Gather every line of the items that contains the word "helmet", matching its case exactly.

════════════════════

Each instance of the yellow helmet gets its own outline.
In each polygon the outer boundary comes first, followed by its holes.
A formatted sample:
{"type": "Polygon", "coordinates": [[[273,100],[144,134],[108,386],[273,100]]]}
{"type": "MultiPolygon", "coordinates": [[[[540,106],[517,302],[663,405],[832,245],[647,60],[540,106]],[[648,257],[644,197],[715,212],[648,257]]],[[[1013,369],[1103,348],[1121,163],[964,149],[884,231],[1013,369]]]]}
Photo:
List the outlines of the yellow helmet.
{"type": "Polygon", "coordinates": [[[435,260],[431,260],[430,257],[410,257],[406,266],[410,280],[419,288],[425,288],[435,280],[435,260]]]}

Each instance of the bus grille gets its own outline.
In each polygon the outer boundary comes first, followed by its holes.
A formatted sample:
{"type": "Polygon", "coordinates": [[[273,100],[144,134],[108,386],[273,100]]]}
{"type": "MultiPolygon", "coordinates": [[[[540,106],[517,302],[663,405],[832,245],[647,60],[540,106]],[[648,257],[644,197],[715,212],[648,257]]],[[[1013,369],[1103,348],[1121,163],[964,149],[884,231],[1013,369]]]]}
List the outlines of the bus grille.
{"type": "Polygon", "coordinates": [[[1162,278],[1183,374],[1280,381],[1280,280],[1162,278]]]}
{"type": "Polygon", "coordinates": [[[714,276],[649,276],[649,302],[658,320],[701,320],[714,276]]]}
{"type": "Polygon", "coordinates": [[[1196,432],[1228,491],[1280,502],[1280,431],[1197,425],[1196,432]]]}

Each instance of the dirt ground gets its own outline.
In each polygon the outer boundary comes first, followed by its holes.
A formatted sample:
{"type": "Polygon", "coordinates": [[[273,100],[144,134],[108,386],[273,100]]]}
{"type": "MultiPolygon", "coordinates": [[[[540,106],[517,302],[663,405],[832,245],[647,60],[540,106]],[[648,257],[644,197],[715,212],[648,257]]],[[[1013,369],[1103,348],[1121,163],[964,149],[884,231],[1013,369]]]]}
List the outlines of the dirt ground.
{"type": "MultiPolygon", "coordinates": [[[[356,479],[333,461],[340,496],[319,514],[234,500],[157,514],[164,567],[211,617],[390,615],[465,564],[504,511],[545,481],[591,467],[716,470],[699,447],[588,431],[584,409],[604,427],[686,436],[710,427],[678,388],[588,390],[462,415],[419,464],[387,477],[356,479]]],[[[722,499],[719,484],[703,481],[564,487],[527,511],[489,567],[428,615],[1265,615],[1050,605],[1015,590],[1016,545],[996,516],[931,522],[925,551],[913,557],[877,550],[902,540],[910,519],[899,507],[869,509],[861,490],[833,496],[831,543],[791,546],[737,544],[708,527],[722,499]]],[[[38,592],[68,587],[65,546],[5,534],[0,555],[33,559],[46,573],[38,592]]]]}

════════════════════

## THE ANSWER:
Each instance of the yellow helmet gets its own outline.
List the outlines of the yellow helmet.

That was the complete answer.